### PROBLEM DESCRIPTION
Retype every one of the following items word for word, leaving nothing out and changing nothing.

(Items from a data source)
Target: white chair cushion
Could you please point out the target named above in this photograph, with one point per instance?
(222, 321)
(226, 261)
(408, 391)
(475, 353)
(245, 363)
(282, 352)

### OUTPUT OF THE TASK
Target: white chair cushion
Could you please point out the target named above in this photograph, with one point per instance?
(222, 321)
(226, 261)
(408, 391)
(475, 353)
(245, 363)
(282, 352)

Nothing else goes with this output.